# TASK TO CARRY OUT
From the listing below, return every line that contains the string "background". Case counts.

::::

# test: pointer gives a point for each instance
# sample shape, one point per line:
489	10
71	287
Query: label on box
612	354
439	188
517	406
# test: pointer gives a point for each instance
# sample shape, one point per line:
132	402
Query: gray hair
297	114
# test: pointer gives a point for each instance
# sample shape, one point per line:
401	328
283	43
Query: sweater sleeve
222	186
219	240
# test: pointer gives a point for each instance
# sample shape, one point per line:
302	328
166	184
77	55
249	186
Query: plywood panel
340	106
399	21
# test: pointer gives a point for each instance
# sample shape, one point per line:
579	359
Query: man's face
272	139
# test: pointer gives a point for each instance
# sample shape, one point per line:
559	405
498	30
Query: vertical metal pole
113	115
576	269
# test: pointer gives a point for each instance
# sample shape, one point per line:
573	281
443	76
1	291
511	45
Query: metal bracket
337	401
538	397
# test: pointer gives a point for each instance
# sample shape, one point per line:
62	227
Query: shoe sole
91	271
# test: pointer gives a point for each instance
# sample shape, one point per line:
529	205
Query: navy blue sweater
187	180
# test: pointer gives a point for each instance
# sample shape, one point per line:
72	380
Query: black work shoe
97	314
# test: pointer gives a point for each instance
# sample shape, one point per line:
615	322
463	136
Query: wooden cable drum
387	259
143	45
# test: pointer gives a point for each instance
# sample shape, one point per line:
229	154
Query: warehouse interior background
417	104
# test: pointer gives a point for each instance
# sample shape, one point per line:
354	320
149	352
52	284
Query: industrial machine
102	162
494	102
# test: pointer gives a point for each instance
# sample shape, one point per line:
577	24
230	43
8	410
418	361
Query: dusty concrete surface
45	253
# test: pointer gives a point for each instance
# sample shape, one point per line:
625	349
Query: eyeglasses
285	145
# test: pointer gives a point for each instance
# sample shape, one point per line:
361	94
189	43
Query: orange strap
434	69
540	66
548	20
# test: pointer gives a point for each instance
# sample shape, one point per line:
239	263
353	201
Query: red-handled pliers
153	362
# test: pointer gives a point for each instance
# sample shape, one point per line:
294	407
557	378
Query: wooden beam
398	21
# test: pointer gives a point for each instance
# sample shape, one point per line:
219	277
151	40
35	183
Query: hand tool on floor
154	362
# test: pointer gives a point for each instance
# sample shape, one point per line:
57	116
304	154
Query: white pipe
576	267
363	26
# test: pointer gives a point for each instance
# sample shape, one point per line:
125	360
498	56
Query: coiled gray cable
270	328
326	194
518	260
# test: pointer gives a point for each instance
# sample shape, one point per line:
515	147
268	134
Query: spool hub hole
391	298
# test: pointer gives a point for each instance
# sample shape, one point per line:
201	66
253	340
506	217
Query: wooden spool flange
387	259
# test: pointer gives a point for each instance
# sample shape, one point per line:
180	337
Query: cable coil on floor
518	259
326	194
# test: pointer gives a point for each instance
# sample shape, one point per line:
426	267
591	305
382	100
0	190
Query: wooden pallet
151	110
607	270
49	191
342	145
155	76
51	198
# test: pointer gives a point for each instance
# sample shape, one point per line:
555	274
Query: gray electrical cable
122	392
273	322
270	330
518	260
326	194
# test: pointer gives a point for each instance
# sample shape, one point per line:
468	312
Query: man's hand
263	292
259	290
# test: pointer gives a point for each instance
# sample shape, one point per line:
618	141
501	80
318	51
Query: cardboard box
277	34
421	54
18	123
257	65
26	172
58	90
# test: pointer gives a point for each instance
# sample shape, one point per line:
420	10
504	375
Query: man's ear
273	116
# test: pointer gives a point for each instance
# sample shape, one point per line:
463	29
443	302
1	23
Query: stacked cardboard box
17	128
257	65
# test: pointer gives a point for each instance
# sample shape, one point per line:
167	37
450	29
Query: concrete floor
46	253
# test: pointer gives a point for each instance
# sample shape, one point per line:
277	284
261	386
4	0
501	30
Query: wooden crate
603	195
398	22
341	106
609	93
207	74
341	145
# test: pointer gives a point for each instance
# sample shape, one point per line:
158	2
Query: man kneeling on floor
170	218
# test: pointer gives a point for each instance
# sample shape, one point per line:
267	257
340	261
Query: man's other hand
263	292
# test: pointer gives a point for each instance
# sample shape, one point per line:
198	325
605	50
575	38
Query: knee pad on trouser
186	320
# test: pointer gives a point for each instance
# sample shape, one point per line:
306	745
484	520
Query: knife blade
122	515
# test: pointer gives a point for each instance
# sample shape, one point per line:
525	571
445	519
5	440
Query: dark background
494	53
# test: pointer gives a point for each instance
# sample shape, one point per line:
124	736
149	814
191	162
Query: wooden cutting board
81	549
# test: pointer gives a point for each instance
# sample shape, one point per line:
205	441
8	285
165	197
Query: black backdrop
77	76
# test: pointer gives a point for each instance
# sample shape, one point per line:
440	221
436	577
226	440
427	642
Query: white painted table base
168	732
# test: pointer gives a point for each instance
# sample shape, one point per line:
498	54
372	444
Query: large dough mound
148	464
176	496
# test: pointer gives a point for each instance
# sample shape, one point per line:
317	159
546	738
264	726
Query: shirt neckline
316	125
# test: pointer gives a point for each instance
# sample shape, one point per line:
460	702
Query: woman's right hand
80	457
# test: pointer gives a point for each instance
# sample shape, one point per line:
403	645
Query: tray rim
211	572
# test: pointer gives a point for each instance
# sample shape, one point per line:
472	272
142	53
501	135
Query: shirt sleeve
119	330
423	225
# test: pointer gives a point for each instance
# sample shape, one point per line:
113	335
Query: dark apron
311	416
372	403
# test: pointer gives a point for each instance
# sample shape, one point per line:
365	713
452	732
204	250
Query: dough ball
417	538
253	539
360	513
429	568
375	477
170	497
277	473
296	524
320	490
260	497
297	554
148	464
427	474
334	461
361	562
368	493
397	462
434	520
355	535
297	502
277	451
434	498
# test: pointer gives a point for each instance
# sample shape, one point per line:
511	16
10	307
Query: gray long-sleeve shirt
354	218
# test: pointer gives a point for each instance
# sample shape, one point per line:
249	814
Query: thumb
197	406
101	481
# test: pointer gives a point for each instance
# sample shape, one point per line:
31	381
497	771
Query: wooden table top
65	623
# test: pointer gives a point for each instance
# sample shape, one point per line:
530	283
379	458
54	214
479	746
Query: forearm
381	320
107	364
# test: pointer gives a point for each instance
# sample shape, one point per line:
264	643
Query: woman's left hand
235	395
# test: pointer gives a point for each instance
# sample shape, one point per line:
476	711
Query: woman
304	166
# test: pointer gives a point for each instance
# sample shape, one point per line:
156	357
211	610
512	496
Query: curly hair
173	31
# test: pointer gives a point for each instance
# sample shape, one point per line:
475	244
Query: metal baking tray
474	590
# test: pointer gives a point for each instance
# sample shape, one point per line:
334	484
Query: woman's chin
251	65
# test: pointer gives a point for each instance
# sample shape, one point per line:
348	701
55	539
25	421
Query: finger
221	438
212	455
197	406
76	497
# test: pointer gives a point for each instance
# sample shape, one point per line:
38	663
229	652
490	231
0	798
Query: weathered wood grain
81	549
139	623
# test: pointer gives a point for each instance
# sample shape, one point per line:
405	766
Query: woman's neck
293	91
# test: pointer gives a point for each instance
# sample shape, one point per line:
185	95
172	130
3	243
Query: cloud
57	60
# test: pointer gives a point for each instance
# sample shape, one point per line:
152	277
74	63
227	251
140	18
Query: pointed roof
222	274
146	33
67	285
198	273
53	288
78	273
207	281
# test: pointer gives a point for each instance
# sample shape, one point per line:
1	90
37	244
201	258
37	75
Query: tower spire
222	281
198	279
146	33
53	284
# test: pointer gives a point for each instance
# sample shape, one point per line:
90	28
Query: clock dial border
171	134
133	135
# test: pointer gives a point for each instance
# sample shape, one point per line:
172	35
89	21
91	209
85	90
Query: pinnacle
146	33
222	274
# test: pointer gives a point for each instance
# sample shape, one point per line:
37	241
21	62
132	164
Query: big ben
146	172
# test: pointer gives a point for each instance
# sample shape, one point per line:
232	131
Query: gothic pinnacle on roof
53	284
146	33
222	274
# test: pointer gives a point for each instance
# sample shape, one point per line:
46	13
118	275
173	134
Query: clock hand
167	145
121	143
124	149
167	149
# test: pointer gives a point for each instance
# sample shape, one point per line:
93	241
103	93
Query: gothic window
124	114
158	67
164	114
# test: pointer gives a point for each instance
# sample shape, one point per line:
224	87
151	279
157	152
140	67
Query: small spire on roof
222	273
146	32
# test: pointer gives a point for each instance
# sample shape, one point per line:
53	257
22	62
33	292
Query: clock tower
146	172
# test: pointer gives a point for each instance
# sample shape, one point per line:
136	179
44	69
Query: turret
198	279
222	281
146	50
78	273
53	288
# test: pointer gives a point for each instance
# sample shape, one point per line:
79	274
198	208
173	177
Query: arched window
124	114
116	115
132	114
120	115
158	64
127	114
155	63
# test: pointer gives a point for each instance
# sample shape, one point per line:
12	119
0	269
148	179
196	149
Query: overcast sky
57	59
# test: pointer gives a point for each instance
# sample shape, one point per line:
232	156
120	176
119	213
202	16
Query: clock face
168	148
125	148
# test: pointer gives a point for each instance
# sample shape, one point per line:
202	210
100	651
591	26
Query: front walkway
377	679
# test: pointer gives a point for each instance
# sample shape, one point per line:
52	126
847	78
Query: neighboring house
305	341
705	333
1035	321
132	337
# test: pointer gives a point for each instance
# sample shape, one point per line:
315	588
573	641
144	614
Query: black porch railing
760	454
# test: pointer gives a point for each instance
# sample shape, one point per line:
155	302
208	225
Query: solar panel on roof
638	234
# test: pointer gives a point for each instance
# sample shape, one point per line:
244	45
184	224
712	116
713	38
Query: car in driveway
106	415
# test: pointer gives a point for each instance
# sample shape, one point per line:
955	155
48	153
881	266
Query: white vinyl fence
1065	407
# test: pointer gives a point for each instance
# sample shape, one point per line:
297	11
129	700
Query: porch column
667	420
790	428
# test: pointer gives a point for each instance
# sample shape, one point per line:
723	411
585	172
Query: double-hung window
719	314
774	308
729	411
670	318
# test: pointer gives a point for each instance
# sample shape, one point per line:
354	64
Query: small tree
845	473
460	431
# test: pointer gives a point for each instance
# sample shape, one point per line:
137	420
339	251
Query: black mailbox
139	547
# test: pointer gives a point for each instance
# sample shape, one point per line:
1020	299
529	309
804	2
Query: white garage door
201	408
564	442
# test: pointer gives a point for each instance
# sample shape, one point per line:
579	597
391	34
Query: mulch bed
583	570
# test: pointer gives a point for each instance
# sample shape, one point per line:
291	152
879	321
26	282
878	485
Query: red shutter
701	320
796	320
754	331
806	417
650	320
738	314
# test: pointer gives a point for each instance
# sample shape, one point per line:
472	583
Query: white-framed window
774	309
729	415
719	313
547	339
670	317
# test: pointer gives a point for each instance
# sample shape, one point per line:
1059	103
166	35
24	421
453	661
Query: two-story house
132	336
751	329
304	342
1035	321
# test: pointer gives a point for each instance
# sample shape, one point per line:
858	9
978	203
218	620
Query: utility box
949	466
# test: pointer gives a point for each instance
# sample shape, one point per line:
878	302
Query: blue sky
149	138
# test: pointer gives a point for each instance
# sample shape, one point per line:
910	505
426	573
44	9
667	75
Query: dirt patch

::::

# TASK ANSWER
Query: warehouse interior background
Query: dark background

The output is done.